You will (minimally) need to study the following Python libraries to complete this task:
• requests
• zipfile
• os
You do not want to overthink this and use functions to perform the mundane automation of this assignment.
(30%) Manipulate and analyze the data from NHTSA
Now that we have data, let’s analyze it.
There are so many questions that can be asked of this data but something of extreme interest to a lot of people is the impact
driving under the influence of alcohol has on road safety. Driving under the influence has been illegal for many decades (100
years ago cars existed, but were not yet as common as today so the rules of drinking and driving had to be made up as the
number of drivers increased), but the limits defining “legally” under the influence have changed dramatically since the 1970s.
One might consider one simple fact: more people owned and drove cars post WWII and by the 1970s many US households
began owning two cars, and as suburban sprawl emerged, the distances people were driving also increased. Also realize the legal
drinking age was 18 in many US states, until it was federally changed to 21 in the 1970s.
2
Blood Alcohol Concentration (BAC) has usually been the standard to measure the level of alcohol in the blood if one is stopped
and asked to perform an alcohol test (implied consent is nearly universal in the US). The federal BAC limit has dropped 50% since
the 70s from .15 to .08 today, but one state (Utah) has a limit of .05!
We’re going to build an analysis to ascertain fatality relationships with driving under the influence and really explore the historical trends since 1975.

****************************************

## What you need to do:
1. Change "decades" to "generations" in the NHTSA assignment text, and give everything from "(30%) Manipulate and" down to "since the 1970s." with that change made.
2. Format the rows, everything from their first line down to the line containing "Please outline every instance of the forest", as a Markdown table with a No. column giving each line's number and a Line column giving the line itself. Skip any blank lines.

****************************************

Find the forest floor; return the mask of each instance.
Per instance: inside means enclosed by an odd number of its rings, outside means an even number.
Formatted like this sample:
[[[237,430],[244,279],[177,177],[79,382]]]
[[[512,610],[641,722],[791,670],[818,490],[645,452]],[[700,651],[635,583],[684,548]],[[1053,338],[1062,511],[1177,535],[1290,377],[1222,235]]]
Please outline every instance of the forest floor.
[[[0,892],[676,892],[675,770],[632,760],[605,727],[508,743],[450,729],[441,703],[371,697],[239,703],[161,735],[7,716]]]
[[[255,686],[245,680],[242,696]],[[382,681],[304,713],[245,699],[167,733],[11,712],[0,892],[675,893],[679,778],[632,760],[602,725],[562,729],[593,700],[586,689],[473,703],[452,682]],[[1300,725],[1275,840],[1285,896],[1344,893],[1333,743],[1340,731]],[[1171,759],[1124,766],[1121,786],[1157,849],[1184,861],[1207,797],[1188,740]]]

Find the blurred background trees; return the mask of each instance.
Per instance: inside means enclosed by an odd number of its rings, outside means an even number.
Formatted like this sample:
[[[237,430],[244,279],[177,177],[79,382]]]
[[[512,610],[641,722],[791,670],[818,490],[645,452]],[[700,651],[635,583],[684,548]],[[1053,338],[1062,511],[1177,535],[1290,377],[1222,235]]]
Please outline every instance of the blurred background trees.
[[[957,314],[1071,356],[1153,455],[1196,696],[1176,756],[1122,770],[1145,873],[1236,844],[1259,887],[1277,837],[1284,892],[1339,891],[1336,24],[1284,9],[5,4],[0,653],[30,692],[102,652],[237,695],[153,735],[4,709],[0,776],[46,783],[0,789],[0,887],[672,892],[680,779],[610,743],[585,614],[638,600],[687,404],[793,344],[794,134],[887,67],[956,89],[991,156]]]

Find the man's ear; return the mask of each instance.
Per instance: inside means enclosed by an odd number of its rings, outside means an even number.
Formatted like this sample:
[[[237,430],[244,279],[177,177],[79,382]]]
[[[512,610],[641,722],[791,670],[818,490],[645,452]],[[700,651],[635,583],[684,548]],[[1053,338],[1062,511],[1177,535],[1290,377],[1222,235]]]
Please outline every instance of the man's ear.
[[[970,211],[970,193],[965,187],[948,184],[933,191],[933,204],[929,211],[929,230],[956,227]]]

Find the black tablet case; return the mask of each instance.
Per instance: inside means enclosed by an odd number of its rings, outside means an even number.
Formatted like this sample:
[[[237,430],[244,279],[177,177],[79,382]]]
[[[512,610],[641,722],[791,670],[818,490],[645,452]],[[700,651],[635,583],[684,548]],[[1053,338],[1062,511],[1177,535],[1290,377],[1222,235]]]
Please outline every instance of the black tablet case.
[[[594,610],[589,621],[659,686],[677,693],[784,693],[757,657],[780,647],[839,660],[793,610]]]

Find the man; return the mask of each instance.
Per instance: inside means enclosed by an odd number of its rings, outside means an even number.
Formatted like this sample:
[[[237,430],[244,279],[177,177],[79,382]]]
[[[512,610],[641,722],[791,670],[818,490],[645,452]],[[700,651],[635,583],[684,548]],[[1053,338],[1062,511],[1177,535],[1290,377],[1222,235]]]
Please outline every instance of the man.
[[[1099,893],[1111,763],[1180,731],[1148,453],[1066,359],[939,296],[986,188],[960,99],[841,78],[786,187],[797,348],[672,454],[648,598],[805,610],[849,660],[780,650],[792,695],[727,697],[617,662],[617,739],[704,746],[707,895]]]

****************************************

## Replies:
1.
(30%) Manipulate and analyze the data from NHTSA
Now that we have data, let’s analyze it.
There are so many questions that can be asked of this data but something of extreme interest to a lot of people is the impact
driving under the influence of alcohol has on road safety. Driving under the influence has been illegal for many generations (100
years ago cars existed, but were not yet as common as today so the rules of drinking and driving had to be made up as the
number of drivers increased), but the limits defining “legally” under the influence have changed dramatically since the 1970s.

2.
| No. | Line |
|---|---|
| 1 | Find the forest floor; return the mask of each instance. |
| 2 | Per instance: inside means enclosed by an odd number of its rings, outside means an even number. |
| 3 | Formatted like this sample: |
| 4 | [[[237,430],[244,279],[177,177],[79,382]]] |
| 5 | [[[512,610],[641,722],[791,670],[818,490],[645,452]],[[700,651],[635,583],[684,548]],[[1053,338],[1062,511],[1177,535],[1290,377],[1222,235]]] |
| 6 | Please outline every instance of the forest floor. |